What is needed
Please extract the part of the trauma study abstract starting at "CONCLUSIONS: This multicenter" and ending at "OF EVIDENCE: IV.", copying it exactly.

Passage shown
-- -- --
BACKGROUND: The COVID-19 pandemic resulted in a statewide stay-at-home (SAH) order in California beginning March 19 , 2020, forcing large-scale behavioral changes and taking an emotional and economic toll . The effects of SAH orders on the trauma population remains unknown . We hypothesized an increase in rates of penetrating trauma, gunshot wounds, suicide attempts, and domestic violence in the Southern California trauma population after the SAH order .
METHODS: A multicenter retrospective analysis of all trauma patients presenting to 11 American College of Surgeons (ACS) Level I and II trauma centers spanning seven counties in California was performed . Demographic data, injury characteristics, clinical data, and outcomes were collected . Patients were divided into three groups based on injury date: before SAH from 1/1/2020-3/18/2020 (PRE), after SAH from 3/19/2020-6/30/2020 (POST), and a historical control from 3/19/2019-6/30/2019 (CONTROL). POST was compared to both PRE and CONTROL in two separate analyses .
RESULTS: Across all time periods, 20,448 trauma patients were identified (CONTROL : 7,707, PRE : 6,022, POST : 6,719). POST had a significantly increased rate of penetrating trauma (13.0% vs. 10.3%, p <0.001 and 13.0% vs. 9.9%, p <0.001) and gunshot wounds (4.5% vs. 2.4%, p=0.002 and 4.5% vs. 3.7%, p=0.025) compared to PRE and CONTROL, respectively . POST had a suicide attempt rate of 1.9% and a domestic violence rate of 0.7%, which were similar to PRE (p=0.478, p=0.514) and CONTROL (p=0.160, p=0.618).
CONCLUSIONS: This multicenter Southern California study demonstrated an increased rate of penetrating trauma and gunshot wounds after the COVID-19 SAH orders, but no difference in attempted suicide or domestic violence rates . These findings may provide useful information regarding resource utilization and a target for societal intervention during the current or future pandemic (s). LEVEL OF EVIDENCE: IV.
-- -- --
Data excerpts
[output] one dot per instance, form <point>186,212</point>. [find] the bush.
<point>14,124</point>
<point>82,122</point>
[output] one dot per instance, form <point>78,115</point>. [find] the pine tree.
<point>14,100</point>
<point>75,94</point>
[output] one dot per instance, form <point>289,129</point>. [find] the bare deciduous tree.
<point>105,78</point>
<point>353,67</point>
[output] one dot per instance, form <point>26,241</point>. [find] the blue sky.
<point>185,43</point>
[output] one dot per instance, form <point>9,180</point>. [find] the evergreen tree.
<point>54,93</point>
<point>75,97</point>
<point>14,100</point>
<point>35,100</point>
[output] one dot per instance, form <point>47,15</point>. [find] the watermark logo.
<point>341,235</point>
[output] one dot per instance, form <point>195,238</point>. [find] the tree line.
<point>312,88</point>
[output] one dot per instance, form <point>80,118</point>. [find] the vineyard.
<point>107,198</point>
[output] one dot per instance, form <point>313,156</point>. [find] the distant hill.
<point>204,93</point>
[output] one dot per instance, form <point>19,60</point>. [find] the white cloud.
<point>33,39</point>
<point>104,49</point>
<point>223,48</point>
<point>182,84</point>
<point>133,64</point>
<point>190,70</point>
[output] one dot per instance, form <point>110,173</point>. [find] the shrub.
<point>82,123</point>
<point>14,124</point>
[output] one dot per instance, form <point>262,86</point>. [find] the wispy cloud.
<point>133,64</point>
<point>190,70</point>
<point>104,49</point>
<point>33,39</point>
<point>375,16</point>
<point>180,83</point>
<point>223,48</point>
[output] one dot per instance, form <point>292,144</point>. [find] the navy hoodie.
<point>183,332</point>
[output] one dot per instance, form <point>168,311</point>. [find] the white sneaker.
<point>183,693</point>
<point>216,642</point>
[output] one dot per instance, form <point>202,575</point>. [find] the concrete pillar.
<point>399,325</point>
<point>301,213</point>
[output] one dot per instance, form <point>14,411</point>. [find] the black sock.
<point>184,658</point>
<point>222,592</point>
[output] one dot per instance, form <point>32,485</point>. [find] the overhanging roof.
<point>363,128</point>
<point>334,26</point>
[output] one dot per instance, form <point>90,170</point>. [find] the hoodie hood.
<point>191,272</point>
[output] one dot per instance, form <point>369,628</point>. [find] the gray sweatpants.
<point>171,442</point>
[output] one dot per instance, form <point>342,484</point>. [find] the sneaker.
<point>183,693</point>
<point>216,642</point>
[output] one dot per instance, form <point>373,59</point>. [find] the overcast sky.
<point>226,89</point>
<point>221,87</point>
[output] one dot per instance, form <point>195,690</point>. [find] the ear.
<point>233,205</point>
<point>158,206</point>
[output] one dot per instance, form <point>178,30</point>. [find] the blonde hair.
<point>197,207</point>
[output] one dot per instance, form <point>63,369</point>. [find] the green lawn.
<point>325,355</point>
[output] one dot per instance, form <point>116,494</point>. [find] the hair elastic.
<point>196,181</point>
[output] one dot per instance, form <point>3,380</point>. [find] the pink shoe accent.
-- -- --
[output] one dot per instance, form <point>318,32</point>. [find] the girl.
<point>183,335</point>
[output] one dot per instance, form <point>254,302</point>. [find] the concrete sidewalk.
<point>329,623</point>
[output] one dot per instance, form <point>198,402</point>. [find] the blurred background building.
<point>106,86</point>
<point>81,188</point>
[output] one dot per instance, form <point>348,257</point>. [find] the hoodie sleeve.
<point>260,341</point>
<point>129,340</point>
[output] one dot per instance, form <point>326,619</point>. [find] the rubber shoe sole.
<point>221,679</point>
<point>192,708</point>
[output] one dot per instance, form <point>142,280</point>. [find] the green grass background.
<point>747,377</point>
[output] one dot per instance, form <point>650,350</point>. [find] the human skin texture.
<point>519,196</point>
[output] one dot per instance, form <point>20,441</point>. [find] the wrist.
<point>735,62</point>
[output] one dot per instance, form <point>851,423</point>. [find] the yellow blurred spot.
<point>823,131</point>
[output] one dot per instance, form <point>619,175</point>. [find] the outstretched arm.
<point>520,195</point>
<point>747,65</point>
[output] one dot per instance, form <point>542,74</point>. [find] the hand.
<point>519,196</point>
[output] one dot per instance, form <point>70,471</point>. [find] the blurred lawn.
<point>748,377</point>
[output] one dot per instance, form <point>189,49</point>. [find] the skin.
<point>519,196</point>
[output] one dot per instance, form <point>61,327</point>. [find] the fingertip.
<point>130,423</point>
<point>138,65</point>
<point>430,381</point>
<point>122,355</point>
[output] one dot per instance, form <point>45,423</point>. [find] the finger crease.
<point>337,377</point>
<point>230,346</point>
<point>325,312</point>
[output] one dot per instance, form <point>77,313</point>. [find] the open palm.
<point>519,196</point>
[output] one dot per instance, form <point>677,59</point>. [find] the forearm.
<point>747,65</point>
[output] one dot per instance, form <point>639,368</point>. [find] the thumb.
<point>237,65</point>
-- -- --
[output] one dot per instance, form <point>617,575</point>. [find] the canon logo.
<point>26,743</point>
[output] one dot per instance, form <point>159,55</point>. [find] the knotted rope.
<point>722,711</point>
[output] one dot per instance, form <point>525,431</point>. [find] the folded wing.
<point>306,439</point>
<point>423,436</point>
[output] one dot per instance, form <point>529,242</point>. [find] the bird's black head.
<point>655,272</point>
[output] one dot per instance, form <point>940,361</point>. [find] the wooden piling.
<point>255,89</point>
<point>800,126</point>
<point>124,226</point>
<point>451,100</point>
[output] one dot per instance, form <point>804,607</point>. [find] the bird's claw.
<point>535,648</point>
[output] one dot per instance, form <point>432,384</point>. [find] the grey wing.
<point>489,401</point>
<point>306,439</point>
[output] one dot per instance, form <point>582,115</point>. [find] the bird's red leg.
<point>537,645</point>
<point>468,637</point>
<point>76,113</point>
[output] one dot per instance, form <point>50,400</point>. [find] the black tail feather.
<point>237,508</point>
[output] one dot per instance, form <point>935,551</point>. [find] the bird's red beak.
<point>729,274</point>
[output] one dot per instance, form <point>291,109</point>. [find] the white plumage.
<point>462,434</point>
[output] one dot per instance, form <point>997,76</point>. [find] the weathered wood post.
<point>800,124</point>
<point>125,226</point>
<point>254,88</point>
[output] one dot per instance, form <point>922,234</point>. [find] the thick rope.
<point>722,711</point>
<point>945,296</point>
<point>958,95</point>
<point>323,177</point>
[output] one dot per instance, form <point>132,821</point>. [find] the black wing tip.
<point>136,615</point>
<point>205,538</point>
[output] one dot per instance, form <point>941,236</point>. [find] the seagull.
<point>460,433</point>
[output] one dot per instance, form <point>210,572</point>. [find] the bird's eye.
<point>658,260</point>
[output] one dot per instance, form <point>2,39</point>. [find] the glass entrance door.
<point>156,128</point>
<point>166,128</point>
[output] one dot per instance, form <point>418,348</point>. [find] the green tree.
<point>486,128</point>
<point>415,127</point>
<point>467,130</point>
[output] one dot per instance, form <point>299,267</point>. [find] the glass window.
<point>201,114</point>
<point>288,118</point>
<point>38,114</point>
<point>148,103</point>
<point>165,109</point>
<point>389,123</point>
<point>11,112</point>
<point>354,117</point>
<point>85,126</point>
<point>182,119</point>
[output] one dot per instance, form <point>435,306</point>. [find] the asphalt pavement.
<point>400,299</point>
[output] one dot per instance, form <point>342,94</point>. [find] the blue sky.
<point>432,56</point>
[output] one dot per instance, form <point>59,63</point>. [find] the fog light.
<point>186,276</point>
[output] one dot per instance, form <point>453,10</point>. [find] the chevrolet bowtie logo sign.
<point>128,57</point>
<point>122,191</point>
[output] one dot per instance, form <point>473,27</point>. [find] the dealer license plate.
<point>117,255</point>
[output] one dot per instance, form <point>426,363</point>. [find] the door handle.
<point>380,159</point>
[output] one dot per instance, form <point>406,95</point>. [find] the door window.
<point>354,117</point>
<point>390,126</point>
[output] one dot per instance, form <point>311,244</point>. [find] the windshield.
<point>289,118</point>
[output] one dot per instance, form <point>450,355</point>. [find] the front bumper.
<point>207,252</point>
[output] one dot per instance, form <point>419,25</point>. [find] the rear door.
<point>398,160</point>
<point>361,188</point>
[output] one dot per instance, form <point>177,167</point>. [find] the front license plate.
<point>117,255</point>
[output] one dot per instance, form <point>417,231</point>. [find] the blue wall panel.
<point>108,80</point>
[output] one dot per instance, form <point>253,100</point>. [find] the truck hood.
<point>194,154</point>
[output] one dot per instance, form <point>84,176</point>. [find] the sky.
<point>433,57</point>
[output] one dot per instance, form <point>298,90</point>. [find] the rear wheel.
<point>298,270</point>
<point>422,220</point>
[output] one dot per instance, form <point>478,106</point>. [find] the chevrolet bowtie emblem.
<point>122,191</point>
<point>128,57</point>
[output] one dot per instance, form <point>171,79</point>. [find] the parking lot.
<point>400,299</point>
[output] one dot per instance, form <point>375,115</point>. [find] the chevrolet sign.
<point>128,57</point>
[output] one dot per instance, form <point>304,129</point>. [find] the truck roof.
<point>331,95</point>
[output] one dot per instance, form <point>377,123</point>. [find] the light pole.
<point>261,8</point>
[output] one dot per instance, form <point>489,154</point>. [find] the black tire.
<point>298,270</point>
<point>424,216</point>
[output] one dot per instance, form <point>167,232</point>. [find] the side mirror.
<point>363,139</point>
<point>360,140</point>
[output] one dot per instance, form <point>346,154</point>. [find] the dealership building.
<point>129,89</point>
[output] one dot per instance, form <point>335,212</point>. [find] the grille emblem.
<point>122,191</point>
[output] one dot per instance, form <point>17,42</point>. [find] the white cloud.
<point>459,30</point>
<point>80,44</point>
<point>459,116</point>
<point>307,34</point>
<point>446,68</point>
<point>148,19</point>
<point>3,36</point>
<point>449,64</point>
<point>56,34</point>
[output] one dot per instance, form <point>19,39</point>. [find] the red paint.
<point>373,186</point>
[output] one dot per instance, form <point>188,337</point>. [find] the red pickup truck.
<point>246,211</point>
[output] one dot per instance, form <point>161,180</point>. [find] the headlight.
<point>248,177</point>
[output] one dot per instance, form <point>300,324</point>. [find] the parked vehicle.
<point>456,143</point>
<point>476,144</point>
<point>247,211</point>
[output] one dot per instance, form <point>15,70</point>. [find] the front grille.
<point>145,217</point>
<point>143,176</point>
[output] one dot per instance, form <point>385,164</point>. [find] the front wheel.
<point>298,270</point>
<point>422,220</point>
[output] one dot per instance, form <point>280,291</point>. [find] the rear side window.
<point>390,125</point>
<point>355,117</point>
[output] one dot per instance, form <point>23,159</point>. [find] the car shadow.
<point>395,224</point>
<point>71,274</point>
-- -- --
Output for this task
CONCLUSIONS: This multicenter Southern California study demonstrated an increased rate of penetrating trauma and gunshot wounds after the COVID-19 SAH orders, but no difference in attempted suicide or domestic violence rates . These findings may provide useful information regarding resource utilization and a target for societal intervention during the current or future pandemic (s). LEVEL OF EVIDENCE: IV.